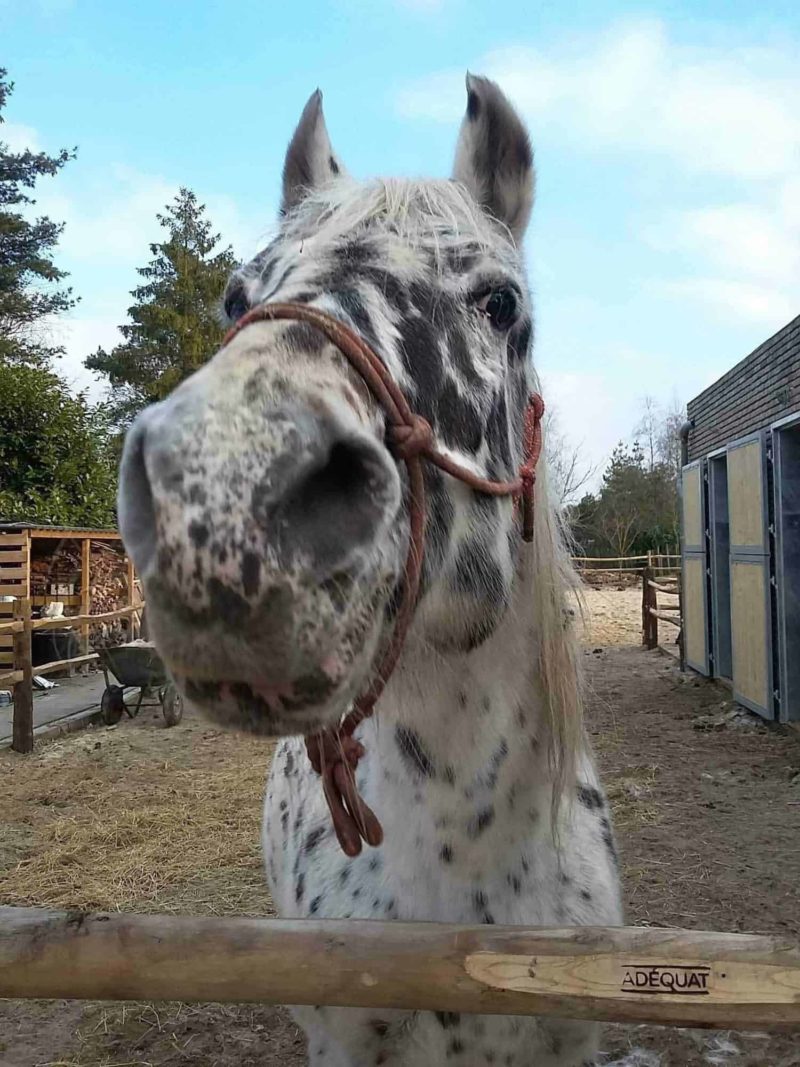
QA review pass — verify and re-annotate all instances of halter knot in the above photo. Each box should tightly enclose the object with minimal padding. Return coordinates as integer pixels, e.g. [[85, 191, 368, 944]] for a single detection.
[[386, 413, 433, 460]]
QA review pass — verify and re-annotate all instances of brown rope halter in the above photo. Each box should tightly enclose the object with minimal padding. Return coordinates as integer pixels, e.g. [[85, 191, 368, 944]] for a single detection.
[[223, 303, 544, 856]]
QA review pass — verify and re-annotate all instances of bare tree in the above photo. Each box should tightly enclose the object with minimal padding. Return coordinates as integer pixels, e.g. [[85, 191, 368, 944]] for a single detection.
[[634, 397, 661, 471], [544, 408, 597, 508], [657, 397, 686, 476]]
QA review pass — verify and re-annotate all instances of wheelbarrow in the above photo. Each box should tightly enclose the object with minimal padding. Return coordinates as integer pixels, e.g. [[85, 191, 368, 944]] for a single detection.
[[98, 641, 183, 727]]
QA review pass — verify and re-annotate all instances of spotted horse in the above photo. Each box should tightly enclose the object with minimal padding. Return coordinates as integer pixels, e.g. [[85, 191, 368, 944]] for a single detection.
[[119, 76, 622, 1067]]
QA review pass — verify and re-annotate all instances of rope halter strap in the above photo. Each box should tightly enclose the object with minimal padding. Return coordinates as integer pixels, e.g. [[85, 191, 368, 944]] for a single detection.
[[223, 303, 544, 856]]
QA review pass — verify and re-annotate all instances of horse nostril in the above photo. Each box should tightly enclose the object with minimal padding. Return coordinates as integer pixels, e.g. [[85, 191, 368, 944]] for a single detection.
[[278, 440, 389, 574], [117, 416, 156, 574], [302, 443, 382, 508]]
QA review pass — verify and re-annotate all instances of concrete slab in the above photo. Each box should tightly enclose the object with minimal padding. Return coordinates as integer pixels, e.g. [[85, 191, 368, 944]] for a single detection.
[[0, 671, 108, 747]]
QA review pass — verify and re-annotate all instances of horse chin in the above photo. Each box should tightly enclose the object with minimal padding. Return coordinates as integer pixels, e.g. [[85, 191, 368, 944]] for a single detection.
[[172, 623, 384, 737]]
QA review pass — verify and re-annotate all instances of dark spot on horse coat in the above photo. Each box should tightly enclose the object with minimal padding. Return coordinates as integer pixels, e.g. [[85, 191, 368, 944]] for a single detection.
[[303, 826, 325, 853], [578, 785, 604, 811], [395, 726, 436, 778], [601, 816, 620, 866], [433, 1012, 461, 1030], [467, 805, 495, 839], [206, 577, 250, 627], [189, 520, 211, 548], [473, 889, 495, 925], [242, 552, 261, 596]]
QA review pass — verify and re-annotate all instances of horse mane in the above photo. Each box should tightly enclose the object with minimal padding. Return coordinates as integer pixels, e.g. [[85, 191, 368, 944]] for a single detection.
[[273, 176, 516, 261], [523, 413, 589, 806]]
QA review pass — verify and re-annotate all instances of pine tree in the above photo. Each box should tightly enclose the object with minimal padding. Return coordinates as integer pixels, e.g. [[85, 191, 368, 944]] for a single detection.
[[0, 67, 77, 366], [0, 361, 116, 526], [85, 189, 236, 426]]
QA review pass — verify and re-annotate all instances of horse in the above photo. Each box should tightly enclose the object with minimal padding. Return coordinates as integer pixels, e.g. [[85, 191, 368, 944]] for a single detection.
[[118, 75, 622, 1067]]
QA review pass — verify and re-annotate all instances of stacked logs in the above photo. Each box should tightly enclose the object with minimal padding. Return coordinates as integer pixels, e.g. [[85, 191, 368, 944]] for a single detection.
[[31, 539, 130, 651]]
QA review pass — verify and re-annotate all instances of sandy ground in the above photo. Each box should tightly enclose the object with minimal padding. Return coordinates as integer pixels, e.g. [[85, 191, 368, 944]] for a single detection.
[[0, 589, 800, 1067]]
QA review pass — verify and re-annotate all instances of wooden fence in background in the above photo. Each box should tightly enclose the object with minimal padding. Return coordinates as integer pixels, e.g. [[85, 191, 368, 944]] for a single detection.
[[572, 552, 681, 577], [0, 593, 144, 752], [642, 567, 683, 652]]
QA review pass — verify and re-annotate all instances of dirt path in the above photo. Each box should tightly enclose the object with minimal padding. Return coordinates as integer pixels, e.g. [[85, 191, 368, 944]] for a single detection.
[[0, 590, 800, 1067]]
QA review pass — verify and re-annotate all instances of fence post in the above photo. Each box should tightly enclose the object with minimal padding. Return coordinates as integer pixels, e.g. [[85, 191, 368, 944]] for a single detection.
[[11, 596, 33, 752], [80, 538, 92, 674], [677, 571, 686, 671], [642, 567, 650, 649], [642, 567, 658, 649]]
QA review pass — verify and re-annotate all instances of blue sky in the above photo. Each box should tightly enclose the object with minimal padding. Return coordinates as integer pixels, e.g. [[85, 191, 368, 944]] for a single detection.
[[0, 0, 800, 475]]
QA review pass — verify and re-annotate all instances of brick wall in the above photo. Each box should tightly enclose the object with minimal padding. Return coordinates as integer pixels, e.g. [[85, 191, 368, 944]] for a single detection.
[[687, 316, 800, 461]]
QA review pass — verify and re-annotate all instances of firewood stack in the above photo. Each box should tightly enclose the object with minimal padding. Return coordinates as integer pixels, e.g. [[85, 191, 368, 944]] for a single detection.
[[31, 540, 130, 651]]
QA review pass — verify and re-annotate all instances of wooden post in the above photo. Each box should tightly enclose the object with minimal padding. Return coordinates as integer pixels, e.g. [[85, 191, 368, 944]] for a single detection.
[[80, 537, 92, 674], [125, 556, 139, 641], [11, 596, 33, 752], [0, 908, 800, 1031], [677, 571, 686, 671], [642, 567, 650, 649], [642, 567, 658, 649]]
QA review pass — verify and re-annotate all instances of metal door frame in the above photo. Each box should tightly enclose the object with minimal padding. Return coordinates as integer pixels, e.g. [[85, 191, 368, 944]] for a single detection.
[[725, 430, 775, 720], [706, 447, 733, 682], [681, 459, 711, 678], [725, 430, 769, 560], [682, 552, 711, 678], [681, 460, 707, 555], [731, 553, 775, 721], [769, 412, 800, 722]]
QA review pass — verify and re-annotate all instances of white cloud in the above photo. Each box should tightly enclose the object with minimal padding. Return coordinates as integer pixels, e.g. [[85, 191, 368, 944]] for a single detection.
[[24, 165, 257, 401], [647, 204, 800, 289], [654, 277, 800, 333], [35, 164, 253, 271], [52, 315, 128, 402], [0, 123, 42, 152], [397, 20, 800, 178]]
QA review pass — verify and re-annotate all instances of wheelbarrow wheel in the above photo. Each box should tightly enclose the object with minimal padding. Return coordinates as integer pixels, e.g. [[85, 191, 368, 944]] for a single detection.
[[100, 685, 125, 727], [161, 684, 183, 727]]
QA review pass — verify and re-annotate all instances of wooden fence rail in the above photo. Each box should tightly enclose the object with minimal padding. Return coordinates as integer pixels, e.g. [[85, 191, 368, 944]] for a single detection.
[[0, 598, 144, 752], [572, 552, 681, 577], [642, 567, 683, 649], [0, 908, 800, 1031]]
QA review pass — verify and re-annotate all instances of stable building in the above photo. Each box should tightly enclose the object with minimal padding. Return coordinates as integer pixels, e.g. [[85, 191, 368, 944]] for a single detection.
[[682, 316, 800, 722]]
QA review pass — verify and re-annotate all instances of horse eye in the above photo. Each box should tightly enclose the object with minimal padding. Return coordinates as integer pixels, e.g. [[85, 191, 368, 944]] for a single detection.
[[478, 287, 516, 330], [224, 286, 250, 322]]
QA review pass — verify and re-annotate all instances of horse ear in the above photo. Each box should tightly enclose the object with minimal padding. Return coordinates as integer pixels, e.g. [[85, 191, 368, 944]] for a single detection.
[[453, 74, 533, 243], [281, 90, 343, 214]]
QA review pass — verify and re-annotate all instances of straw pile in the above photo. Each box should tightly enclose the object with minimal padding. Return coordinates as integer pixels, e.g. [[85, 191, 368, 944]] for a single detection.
[[0, 713, 272, 914]]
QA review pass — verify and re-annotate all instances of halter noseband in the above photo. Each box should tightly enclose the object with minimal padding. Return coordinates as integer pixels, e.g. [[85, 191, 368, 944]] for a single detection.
[[222, 303, 544, 856]]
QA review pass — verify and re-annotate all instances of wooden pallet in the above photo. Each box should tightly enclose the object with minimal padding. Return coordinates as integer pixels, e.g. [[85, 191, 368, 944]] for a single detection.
[[0, 531, 30, 671]]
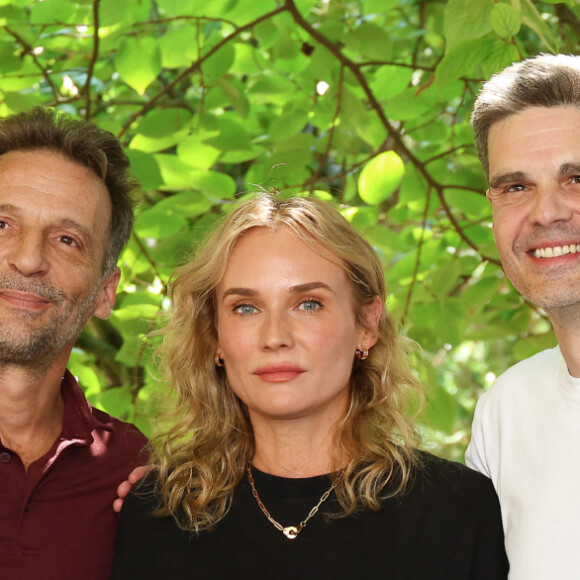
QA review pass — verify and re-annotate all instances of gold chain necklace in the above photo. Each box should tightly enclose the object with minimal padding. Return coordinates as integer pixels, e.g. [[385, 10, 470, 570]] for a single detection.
[[246, 461, 342, 540]]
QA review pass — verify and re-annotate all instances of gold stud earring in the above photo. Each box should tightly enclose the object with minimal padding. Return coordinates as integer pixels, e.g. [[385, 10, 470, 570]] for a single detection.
[[354, 348, 369, 360]]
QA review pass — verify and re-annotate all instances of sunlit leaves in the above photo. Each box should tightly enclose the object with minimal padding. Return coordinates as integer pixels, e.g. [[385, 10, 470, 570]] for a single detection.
[[0, 0, 580, 458]]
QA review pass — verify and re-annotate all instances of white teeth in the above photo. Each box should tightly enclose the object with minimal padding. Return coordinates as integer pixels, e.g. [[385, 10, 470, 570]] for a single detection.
[[534, 244, 580, 258]]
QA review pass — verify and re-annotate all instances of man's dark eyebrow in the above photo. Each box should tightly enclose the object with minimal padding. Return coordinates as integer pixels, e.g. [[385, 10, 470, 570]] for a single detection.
[[0, 203, 22, 214], [489, 171, 529, 189], [56, 218, 91, 243], [560, 163, 580, 175]]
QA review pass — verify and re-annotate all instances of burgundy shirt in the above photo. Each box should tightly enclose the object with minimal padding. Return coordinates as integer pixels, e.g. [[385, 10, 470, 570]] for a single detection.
[[0, 371, 147, 580]]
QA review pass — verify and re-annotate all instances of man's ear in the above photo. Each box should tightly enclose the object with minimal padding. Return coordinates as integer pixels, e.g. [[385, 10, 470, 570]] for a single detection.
[[360, 296, 383, 350], [93, 268, 121, 319]]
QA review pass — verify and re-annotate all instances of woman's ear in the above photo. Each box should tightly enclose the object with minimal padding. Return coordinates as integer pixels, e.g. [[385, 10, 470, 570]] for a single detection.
[[361, 296, 383, 350]]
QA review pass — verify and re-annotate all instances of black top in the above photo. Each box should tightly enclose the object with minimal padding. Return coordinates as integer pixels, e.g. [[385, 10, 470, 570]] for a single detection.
[[111, 454, 508, 580]]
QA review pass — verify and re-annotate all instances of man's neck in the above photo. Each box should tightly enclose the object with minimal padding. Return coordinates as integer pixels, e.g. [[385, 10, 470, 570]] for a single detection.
[[0, 364, 65, 467], [548, 305, 580, 378]]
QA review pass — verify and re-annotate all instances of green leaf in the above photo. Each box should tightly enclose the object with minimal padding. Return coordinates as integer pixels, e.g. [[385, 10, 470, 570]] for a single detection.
[[159, 25, 199, 68], [97, 387, 133, 419], [346, 22, 393, 60], [126, 149, 163, 189], [444, 0, 494, 52], [190, 170, 236, 199], [370, 65, 413, 101], [491, 4, 522, 38], [137, 107, 191, 139], [115, 38, 161, 95]]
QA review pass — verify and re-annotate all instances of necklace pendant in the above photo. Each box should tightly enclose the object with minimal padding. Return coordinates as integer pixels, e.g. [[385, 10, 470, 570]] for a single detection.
[[282, 526, 300, 540]]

=-=-=

WRITTEN TASK → Convert the stretch of material from its beginning through the line containing "[[119, 76, 622, 1067]]" into a Markdown table with the columns No. and Text, one numbered row per line. Omit blank lines and the pictures.

RIGHT ANSWER →
| No. | Text |
|---|---|
| 1 | QA review pass — verify and re-annotate all instances of halter knot in the above photo. Each box should tightly enclose the object with minimal padding. Return coordinates as integer pixels, e.g. [[85, 191, 368, 944]] for a single detection. |
| 2 | [[386, 413, 433, 460]] |
| 3 | QA review pass — verify and re-annotate all instances of brown rope halter in the above photo. Each box should tightly enclose the object with minimal padding. Return coordinates as integer pixels, e.g. [[85, 191, 368, 944]] for a single detection. |
| 4 | [[223, 303, 544, 856]] |
| 5 | QA review pass — verify and re-annotate all instances of bare tree in the above photo. Each box should tightly enclose the object with minimal padding. Return coordinates as integer pixels, e.g. [[85, 191, 368, 944]] for a single detection. |
| 6 | [[634, 397, 661, 471], [544, 408, 597, 508], [657, 397, 686, 476]] |
| 7 | QA review pass — verify and re-annotate all instances of wheelbarrow in the above photo. Each box should tightly enclose the object with minimal padding. Return coordinates as integer pixels, e.g. [[85, 191, 368, 944]] for a single detection. |
| 8 | [[98, 641, 183, 727]] |
| 9 | QA review pass — verify and re-annotate all instances of spotted horse in the above photo. Each box should tightly enclose the object with minimal padding. Return coordinates as integer pixels, e.g. [[85, 191, 368, 944]] for a single detection. |
| 10 | [[119, 76, 622, 1067]] |